TEXTE FOURNI:
"""
M. BERTRAND : M. le Président, je parle au nom de mon groupe, et je pense aussi me faire l'écho des autres membres de l'Opposition. Je ne voudrais pas, moi non plus, ce matin, faire une longue déclaration sur les événements tragiques que nous avons connus; nous pourrons le faire dès mardi prochain, à la reprise des travaux parlementaires. Je réponds immédiatement au premier ministre que nous ne ferons pas de dispute du tout, afin que le nouveau ministre du Travail puisse jouer activement son rôle comme ministre du Travail et assumer pleinement les responsabilités qui sont devenues les siennes. En conséquence, même s'il n'est pas encore élu député — ce qui sera sans doute fait prochainement — nous sommes d'avis qu'il doit être en mesure de remplir pleinement son rôle et nous acceptons qu'il puisse participer aux délibérations de cette table.

M. LE PRESIDENT: M. le député de Rouyn-Noranda.

M. SAMSON: M. le Président, à la suite de la demande du premier ministre, le groupe que je représente est entièrement d'accord pour permettre au nouveau ministre du Travail de participer à ces délibérations et, comme à l'habitude, nous sommes prêts à offrir notre collaboration.

M. LESSARD: M. le Président, en l'absence de mon collègue, le député de Maisonneuve, je crois bien que je représente ici son opinion en donnant mon appui à la demande faite par le premier ministre. Pour notre part, soyez assuré que nous vous accorderons toute notre collaboration. Nous souhaitons au nouveau ministre du Travail le meilleur succès.

M. BOURASSA: M. le Président, je veux remercier tous les partis d'opposition de la collaboration qu'ils manifestent dans ces circonstances. Je pense que tout le monde est conscient que le problème de la construction est un problème aussi immédiat qu'urgent et important à régler. C'est dans cette perspective que le gouvernement a pris les décisions que vous connaissez. J'espère que ces réunions se poursuivront dans le même climat et dans le même esprit positif que dans le passé.

M. PAUL: M. le Président, il ne faudrait pas, cependant, passer sous silence l'attitude collective des députés d'opposition, comparée à l'attitude prise par l'Opposition lorsque l'honorable ministre de l'Education, M. Cardinal, était placé dans les mêmes conditions où se trouve placé aujourd'hui le nouveau ministre du Travail.

C'est tout simplement une référence au passé pour qu'il soit bien noté avec quelle collaboration nous sommes disposés à continuer l'étude, devant cette commission, des différents mémoires qui sont présentés au gouvernement.

M. BOURASSA: C'est pour ça, M. le Président, que j'ai remercié les partis d'opposition; je me souvenais un peu de l'expérience du passé.
"""
ENTRÉES FOURNIES:
"""
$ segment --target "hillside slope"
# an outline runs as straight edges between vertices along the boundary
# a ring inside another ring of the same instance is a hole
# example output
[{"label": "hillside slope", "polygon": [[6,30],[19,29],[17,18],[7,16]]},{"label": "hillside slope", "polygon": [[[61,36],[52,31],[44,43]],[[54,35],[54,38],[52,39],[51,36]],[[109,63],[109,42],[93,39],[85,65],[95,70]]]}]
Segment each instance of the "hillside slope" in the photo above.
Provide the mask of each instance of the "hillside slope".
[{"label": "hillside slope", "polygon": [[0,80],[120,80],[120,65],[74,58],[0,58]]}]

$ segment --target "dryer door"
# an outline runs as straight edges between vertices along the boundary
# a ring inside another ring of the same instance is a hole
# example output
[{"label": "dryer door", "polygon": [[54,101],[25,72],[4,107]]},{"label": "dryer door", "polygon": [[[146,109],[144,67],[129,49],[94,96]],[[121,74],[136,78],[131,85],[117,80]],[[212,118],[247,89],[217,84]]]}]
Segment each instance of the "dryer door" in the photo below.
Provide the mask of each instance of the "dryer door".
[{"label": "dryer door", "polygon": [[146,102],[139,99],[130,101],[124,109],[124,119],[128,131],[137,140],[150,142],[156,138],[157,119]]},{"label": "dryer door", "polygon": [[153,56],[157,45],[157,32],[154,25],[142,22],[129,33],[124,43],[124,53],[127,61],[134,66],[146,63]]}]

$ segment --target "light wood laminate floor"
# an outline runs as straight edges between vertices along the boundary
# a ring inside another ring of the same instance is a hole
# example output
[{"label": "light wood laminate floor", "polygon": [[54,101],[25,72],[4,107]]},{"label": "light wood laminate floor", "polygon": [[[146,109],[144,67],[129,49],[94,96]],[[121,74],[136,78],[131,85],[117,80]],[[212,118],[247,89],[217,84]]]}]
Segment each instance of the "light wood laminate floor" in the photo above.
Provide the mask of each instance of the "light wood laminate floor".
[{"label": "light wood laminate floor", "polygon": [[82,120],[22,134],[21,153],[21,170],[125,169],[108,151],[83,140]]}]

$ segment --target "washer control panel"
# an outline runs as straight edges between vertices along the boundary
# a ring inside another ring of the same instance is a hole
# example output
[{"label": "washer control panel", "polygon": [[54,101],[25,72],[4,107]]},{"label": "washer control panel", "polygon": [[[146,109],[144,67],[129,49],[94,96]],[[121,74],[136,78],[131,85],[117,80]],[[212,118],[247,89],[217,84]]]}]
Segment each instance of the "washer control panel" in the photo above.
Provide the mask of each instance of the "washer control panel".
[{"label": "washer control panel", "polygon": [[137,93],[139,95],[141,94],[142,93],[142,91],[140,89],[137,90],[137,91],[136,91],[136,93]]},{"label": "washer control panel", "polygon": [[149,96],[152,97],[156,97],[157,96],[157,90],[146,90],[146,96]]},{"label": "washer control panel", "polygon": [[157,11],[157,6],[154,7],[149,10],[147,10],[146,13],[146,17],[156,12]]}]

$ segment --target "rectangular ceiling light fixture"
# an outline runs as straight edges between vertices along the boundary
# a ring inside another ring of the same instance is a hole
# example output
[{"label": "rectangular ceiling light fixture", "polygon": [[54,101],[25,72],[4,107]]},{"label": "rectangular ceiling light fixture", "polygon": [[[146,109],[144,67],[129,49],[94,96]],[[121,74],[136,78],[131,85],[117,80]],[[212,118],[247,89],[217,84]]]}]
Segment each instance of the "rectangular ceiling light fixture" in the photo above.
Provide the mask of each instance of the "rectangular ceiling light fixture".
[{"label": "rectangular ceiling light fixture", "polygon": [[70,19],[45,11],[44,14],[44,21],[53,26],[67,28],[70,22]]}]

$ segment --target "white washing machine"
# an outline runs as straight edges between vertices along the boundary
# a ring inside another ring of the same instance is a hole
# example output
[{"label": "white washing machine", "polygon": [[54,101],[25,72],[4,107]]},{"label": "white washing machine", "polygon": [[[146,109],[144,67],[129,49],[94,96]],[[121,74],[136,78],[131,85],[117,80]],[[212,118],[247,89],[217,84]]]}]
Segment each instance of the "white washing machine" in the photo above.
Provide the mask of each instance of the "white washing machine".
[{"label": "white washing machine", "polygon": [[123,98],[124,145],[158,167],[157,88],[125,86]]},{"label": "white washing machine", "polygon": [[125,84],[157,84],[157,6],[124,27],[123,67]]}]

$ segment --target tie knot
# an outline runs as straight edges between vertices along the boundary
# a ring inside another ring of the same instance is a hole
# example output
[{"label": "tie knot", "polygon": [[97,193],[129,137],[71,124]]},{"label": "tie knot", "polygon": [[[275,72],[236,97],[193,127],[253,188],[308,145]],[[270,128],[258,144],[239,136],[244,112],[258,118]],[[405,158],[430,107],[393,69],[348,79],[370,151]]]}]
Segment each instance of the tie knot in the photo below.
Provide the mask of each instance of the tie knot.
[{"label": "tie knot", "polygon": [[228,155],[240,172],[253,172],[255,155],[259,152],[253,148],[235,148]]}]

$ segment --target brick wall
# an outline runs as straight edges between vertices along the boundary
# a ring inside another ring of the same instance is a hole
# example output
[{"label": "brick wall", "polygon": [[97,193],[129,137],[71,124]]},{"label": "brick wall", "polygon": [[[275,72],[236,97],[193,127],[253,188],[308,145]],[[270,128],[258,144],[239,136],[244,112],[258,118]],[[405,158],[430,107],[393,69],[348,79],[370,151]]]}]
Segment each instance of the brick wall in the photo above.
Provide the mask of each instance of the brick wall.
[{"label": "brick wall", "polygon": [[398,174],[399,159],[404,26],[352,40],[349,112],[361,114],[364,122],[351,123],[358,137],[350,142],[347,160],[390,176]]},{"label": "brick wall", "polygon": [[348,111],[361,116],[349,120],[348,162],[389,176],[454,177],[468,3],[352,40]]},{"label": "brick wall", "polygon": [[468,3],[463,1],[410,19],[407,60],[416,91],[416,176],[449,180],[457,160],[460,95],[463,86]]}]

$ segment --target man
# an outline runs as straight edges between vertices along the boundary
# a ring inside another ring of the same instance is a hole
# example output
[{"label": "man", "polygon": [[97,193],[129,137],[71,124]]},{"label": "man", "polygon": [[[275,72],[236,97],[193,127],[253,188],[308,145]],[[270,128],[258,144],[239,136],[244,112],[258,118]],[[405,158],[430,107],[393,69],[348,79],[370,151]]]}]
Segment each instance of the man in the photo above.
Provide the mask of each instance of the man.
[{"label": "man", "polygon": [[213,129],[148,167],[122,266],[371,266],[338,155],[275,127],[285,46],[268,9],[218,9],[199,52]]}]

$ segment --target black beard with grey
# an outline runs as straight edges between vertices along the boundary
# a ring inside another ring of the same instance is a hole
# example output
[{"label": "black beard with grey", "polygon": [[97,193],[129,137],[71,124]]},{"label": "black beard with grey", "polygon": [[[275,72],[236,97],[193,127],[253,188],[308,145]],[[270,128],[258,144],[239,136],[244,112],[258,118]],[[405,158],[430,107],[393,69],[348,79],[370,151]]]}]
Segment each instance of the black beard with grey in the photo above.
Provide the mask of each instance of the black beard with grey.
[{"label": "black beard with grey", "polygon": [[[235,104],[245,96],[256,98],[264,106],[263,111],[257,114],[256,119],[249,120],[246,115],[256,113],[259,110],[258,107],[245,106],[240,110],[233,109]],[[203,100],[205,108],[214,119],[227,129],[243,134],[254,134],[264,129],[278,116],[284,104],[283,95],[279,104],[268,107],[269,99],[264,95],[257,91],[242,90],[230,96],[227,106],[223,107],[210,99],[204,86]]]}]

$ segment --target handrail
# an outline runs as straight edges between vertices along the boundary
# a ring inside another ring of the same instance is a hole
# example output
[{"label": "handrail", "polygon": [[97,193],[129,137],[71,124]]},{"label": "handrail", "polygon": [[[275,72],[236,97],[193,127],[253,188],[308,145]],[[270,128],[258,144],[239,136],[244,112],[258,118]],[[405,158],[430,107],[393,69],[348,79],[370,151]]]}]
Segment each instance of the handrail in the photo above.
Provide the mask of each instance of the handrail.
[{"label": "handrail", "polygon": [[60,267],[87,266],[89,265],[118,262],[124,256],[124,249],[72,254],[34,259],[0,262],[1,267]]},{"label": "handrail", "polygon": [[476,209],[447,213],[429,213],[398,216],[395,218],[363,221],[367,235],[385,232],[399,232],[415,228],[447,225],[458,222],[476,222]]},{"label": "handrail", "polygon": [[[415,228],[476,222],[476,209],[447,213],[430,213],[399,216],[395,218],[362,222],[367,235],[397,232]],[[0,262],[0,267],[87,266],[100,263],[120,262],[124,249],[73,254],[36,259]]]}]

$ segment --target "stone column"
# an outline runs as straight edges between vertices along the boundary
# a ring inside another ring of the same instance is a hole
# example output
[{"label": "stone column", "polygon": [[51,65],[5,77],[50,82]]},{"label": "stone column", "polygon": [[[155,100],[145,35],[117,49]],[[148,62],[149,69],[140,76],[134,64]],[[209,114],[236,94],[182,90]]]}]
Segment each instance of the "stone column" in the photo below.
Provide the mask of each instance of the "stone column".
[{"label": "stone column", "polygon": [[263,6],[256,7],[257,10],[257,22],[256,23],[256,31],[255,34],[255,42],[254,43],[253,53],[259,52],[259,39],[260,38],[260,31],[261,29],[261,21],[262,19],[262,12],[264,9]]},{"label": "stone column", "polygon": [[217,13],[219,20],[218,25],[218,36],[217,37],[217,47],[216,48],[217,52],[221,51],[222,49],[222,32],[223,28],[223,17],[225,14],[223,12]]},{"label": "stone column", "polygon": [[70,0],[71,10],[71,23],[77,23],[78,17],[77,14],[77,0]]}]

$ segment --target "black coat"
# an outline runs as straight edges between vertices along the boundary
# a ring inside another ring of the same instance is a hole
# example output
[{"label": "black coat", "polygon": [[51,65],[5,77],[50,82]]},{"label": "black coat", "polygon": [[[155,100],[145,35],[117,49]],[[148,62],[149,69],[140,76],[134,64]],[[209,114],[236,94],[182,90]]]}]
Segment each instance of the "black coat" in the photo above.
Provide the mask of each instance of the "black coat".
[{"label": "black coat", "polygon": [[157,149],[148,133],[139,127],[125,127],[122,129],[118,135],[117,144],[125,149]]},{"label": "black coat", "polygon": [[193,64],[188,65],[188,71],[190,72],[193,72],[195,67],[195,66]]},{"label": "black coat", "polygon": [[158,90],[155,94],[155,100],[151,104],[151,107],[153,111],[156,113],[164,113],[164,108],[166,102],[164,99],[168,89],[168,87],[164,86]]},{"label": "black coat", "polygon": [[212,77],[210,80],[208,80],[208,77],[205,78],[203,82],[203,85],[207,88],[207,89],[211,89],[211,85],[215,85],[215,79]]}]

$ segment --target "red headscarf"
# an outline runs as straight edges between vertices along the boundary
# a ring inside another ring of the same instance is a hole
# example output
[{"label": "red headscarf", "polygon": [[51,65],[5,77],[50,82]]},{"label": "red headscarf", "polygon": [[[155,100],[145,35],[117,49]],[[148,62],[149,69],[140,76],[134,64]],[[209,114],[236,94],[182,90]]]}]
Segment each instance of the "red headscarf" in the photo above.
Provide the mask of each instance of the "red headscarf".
"""
CONSIGNE: Reproduisez à l'identique le passage du texte fourni qui s'ouvre sur les mots « M. LE PRESIDENT: M. » et se clôt sur « offrir notre collaboration. ». Appuyez-vous uniquement sur le texte fourni.

RÉPONSE RÉDIGÉE:
M. LE PRESIDENT: M. le député de Rouyn-Noranda.

M. SAMSON: M. le Président, à la suite de la demande du premier ministre, le groupe que je représente est entièrement d'accord pour permettre au nouveau ministre du Travail de participer à ces délibérations et, comme à l'habitude, nous sommes prêts à offrir notre collaboration.